**Aim of the exercise:** Pull out every line of the material below that contains the word "outline".

[Segmentation dataset excerpts]

|---|

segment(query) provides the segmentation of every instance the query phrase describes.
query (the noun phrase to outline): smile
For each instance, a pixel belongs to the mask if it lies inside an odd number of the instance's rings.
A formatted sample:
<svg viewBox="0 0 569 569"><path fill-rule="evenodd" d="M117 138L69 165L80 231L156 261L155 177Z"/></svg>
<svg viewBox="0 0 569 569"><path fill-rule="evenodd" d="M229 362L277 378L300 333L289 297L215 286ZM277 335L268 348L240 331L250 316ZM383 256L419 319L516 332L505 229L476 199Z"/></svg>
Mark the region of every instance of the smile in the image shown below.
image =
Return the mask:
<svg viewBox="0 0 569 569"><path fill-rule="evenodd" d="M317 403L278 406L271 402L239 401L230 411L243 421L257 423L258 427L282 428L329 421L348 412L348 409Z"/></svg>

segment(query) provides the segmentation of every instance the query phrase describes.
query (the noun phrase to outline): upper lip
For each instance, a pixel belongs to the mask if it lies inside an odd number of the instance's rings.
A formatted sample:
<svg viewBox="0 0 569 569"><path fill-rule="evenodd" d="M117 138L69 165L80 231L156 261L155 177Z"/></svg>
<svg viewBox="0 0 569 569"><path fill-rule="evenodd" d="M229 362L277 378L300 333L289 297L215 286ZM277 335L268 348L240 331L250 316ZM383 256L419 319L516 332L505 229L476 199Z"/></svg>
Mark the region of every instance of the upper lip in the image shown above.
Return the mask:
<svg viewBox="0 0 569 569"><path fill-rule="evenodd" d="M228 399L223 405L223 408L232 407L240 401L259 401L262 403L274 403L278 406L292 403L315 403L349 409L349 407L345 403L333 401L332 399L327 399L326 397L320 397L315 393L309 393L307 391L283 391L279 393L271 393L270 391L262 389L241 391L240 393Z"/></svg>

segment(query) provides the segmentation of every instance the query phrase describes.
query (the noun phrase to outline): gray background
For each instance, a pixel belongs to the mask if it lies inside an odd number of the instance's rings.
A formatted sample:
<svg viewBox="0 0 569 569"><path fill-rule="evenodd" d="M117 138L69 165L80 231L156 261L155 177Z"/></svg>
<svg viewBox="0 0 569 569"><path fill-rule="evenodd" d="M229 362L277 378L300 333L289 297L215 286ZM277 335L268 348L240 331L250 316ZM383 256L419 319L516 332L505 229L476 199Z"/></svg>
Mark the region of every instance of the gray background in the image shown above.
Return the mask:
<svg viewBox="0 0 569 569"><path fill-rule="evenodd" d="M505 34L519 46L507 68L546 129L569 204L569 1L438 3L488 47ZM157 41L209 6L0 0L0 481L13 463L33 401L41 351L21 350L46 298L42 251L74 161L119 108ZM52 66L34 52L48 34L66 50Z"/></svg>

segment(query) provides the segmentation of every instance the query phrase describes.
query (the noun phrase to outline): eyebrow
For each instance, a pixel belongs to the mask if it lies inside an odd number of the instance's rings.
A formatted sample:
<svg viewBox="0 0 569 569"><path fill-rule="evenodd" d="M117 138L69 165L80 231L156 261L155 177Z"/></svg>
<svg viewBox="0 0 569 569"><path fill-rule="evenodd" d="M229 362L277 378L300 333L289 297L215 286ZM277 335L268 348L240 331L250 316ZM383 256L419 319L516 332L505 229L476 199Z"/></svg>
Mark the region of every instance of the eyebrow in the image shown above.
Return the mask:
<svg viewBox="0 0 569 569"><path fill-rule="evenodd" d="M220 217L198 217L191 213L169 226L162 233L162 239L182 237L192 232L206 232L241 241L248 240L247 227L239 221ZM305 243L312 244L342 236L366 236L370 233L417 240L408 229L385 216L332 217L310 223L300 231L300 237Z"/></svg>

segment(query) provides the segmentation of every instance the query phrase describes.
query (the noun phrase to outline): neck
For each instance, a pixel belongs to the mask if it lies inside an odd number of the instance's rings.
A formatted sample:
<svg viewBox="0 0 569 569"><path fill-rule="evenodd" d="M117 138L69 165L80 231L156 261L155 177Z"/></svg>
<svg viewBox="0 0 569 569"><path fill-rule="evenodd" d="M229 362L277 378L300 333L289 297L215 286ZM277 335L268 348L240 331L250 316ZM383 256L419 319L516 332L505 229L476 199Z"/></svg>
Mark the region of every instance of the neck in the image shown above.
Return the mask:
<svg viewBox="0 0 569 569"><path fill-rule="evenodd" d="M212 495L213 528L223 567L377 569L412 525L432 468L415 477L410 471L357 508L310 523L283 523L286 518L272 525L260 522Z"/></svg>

|---|

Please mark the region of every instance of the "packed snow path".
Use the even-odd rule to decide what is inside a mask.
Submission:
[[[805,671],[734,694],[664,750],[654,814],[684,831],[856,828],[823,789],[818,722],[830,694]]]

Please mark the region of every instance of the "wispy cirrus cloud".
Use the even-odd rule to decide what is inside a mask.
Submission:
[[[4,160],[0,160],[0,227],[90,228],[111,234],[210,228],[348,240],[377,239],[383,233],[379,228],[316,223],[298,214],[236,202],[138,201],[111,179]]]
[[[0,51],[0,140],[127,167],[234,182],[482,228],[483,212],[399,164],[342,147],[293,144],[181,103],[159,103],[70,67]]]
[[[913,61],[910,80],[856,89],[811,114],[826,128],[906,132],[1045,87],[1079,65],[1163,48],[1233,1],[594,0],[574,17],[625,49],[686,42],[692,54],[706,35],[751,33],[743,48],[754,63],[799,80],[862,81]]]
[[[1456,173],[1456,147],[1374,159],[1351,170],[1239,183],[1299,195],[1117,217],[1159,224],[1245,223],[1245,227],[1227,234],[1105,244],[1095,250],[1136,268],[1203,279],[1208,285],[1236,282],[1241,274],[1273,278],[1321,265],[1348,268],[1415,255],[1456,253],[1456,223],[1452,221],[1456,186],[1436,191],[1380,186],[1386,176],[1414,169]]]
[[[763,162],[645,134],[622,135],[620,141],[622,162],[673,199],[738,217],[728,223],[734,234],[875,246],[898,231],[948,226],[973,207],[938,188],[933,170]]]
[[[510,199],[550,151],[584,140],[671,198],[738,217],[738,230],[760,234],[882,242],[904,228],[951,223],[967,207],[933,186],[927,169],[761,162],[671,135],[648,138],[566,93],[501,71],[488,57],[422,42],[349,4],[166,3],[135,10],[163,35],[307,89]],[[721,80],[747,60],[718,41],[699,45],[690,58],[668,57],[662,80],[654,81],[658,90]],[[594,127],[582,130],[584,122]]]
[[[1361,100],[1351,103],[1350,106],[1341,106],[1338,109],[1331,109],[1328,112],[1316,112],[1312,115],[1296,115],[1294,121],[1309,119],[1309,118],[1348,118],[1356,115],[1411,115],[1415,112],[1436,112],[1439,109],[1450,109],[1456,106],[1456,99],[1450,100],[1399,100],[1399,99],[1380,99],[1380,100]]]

|---|

**Completed exercise:**
query (the noun phrase to outline): smile
query (the noun phrase to outline): upper lip
query (the noun phrase to outline): gray background
query (the noun phrase to outline): eyebrow
query (the noun phrase to outline): neck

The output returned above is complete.